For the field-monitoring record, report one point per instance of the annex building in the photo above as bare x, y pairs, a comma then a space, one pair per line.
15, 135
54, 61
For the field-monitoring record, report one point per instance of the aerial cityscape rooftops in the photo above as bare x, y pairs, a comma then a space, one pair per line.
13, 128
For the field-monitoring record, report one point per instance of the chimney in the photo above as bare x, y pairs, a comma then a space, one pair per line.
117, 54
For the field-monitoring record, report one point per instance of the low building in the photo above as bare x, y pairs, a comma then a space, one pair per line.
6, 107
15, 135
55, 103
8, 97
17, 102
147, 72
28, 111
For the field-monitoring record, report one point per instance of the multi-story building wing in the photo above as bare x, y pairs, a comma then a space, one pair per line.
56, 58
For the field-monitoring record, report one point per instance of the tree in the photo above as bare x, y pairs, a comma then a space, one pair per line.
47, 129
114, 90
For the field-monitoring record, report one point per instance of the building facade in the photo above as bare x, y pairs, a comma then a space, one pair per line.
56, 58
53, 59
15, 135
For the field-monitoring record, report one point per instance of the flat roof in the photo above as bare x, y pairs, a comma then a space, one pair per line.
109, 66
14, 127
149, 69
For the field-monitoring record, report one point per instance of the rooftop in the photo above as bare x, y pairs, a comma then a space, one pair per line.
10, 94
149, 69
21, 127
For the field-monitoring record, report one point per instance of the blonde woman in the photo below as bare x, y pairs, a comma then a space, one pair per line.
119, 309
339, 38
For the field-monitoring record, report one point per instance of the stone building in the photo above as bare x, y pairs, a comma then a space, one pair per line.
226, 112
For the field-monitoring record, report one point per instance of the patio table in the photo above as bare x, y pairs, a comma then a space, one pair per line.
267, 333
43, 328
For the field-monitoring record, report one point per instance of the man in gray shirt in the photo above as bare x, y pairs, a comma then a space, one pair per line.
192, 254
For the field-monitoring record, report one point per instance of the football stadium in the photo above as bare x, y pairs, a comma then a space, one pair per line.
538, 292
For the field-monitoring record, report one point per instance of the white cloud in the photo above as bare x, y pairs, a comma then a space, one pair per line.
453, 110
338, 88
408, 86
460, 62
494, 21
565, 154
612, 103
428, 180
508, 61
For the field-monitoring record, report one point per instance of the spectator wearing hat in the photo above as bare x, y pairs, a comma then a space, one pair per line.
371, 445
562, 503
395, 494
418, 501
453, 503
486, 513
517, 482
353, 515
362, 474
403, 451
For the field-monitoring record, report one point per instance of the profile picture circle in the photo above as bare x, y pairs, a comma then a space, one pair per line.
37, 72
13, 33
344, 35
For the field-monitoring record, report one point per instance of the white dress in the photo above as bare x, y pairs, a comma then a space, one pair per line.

□ □ □ □

### WHAT IS BEING ASKED
Could each line above be retyped exactly?

### REPLY TO THE EXERCISE
For the field-monitoring record, report one point per instance of the annex building in the photo above as bare x, y pairs, a comma then a space, one pair per line.
15, 135
54, 61
For the field-monitoring record, report one point per instance of the aerial cityscape rooftops in the photo above as bare x, y pairs, a comma then a space, one pair per line.
13, 128
For the field-monitoring record, report one point per instance of the chimney in the photo above as bare x, y pairs, a comma then a space, one pair per line.
117, 54
For the field-monitoring record, report one point per instance of the low building in the photo above as bare x, y pairs, a comma then a space, one pair per line.
6, 107
15, 135
55, 103
8, 97
17, 102
147, 72
28, 111
For the field-monitoring record, report one point per instance of the multi-story building wing in the photo above as bare x, y pairs, a comma then a space, one pair per line.
56, 58
For the field-monitoring record, report one point per instance of the tree in the photo above as bare x, y pairs, a comma then a space, one pair per line.
47, 129
114, 90
For the field-monitoring record, report one point per instance of the building facade in the photo above as bare x, y pairs, a comma then a space, one pair per line.
56, 58
53, 59
15, 135
For the field-monitoring record, report one point per instance of the flat roof in the photo above as bare x, y pairs, a comma then a space, one pair per line.
109, 66
14, 127
149, 69
For the field-monitoring record, report one point per instance of the rooftop in the photo above as bare x, y pairs, a comma then a space, one pair per line.
10, 94
149, 69
21, 127
For the field-monitoring record, report one point per instance of the blonde woman in the photo below as bare x, y pairs, a comma then a space, one pair per line.
119, 309
339, 38
For the field-monitoring record, report one point per instance of the stone building in the photo above as bare x, y pairs, a comma then a space, one pair per line.
226, 112
For the field-monitoring record, report one point per instance of the patio table in the photo above as bare x, y pairs, a comma then a space, one pair per line.
267, 333
43, 328
For the field-monitoring record, report one point per instance of the man in gray shirt in the photo above as bare x, y pairs, a comma then a space, one pair per line.
192, 254
For the field-monitoring record, report one point per instance of the football stadium in the photo above as bare x, y pairs, a comma then a space, one pair per line.
538, 292
For the field-monitoring record, report one point per instance of the white cloud in the photo above as bare x, y pairs, a comma then a space, one pair per line.
453, 110
338, 88
408, 86
460, 62
494, 21
565, 154
612, 103
428, 180
508, 61
For the field-monitoring record, report one point per instance of the spectator wearing hat in the photo above as bare x, y pairs, a comma then a space, one pair per line.
371, 445
562, 503
395, 494
418, 501
453, 503
486, 513
517, 482
353, 515
362, 474
403, 451
For the field-monitoring record, report one point per instance of the profile picture circle in the photo above as bare x, y pairs, a comma then a space, one pair per line.
37, 72
13, 33
344, 35
For the field-monitoring record, report one point per instance of the white dress in the photo above as bare x, y pairs, a comma then a space, one pair per line.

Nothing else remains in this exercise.